> _Data for this exercise_
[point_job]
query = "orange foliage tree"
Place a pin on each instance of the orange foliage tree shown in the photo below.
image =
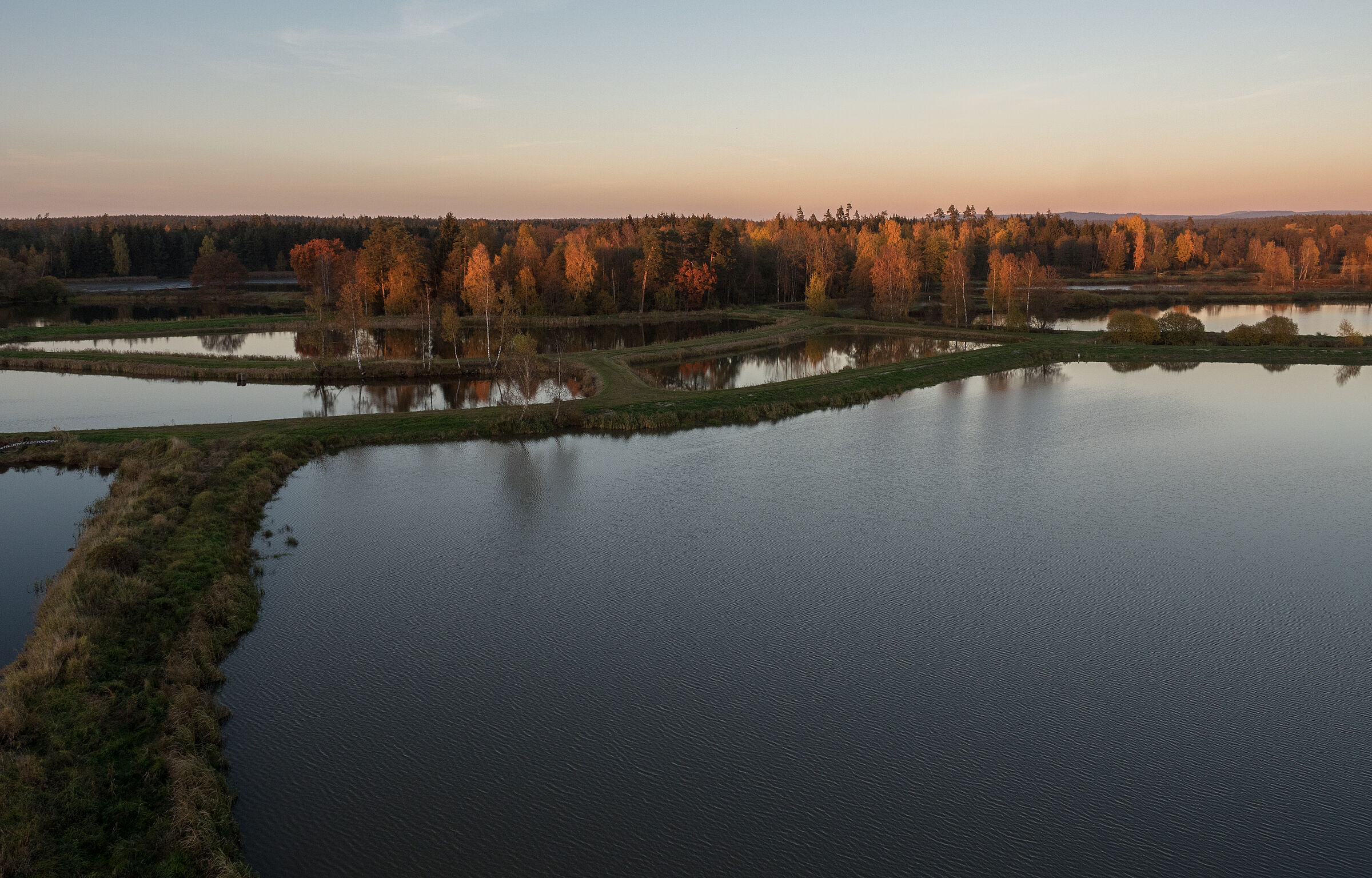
(696, 280)
(314, 265)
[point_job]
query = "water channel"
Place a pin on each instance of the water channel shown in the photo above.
(400, 344)
(1309, 319)
(1071, 622)
(818, 354)
(40, 509)
(47, 314)
(42, 401)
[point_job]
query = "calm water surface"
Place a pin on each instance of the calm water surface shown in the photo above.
(39, 401)
(1311, 319)
(1069, 623)
(40, 509)
(818, 354)
(400, 344)
(46, 314)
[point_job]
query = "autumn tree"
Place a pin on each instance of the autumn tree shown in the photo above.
(1180, 328)
(817, 294)
(392, 266)
(353, 314)
(581, 271)
(1275, 266)
(1138, 228)
(1278, 330)
(696, 282)
(652, 265)
(450, 323)
(314, 265)
(218, 271)
(892, 275)
(485, 297)
(1308, 260)
(522, 365)
(954, 282)
(1132, 327)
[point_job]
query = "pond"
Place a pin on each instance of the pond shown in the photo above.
(39, 516)
(818, 354)
(47, 314)
(42, 401)
(1074, 622)
(1309, 319)
(401, 344)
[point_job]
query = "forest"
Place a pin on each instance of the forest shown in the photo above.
(674, 262)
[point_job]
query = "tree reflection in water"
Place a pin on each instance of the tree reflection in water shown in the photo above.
(820, 354)
(223, 344)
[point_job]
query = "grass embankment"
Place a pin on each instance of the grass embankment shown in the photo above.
(110, 749)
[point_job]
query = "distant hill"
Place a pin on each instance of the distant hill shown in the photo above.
(1234, 214)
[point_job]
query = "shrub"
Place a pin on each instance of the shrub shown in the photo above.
(1278, 330)
(1179, 328)
(117, 554)
(1084, 300)
(1132, 327)
(1243, 335)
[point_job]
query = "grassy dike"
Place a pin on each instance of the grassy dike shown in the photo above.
(110, 744)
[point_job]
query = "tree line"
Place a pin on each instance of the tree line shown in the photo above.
(676, 262)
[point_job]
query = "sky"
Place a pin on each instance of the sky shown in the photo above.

> _Work to do_
Copy every item above word for word, but leave out the picture.

> _Result below_
[point_job]
query = "orange foliage tree"
Place a pin on each instance of the orange foliage tree shown in the photo below.
image =
(696, 280)
(314, 265)
[point_job]
query = "water channel"
Place a pin on each instance of the water channel shown in the photo above.
(400, 344)
(1309, 319)
(1071, 622)
(818, 354)
(40, 509)
(47, 314)
(42, 401)
[point_job]
query = "calm water surface"
Place a pin on each instance of the calm water surface shown in the photo above.
(39, 401)
(1311, 319)
(1069, 623)
(40, 509)
(818, 354)
(400, 344)
(46, 314)
[point_job]
query = "autumn tree"
Place a pin on each instance of the autumn tree shown in the photo above.
(1180, 328)
(817, 294)
(392, 266)
(353, 314)
(581, 271)
(1275, 266)
(1138, 228)
(1278, 330)
(696, 282)
(652, 265)
(450, 323)
(314, 265)
(218, 271)
(892, 275)
(485, 297)
(1308, 260)
(522, 365)
(954, 282)
(1132, 327)
[point_job]
query = "pond"
Place a pin on each instance of the pond shown in the photo above.
(39, 516)
(818, 354)
(47, 314)
(42, 401)
(1074, 622)
(1309, 319)
(401, 344)
[point_job]
query = "forest"
Place a pin on each instance of the forest shown in the photo above.
(674, 262)
[point_job]
query = "tree reflection in water"
Place a pin on each instance of the tree reflection in water shown in the photo above.
(820, 354)
(223, 344)
[point_job]
query = "grass embankment"
Place a pin on each instance of the grass embankment shown in the photo above.
(110, 749)
[point_job]
query = "distant hill"
Place a pin on each instance of the distant hill shown in the photo above.
(1234, 214)
[point_job]
query = "shrub"
Place a pin on each instance of the shrub shown in the photo above.
(1278, 330)
(1179, 328)
(117, 554)
(1084, 300)
(1132, 327)
(1243, 335)
[point_job]
query = "grassy dike"
Place a pin on each instance of the grassy dike shown in the photo above.
(110, 744)
[point_job]
query = "tree line"
Place a pin on each instance of the tree line shown in the photo above.
(676, 262)
[point_job]
query = "sky"
Place a pin on each instance of the sky shown in the photo above.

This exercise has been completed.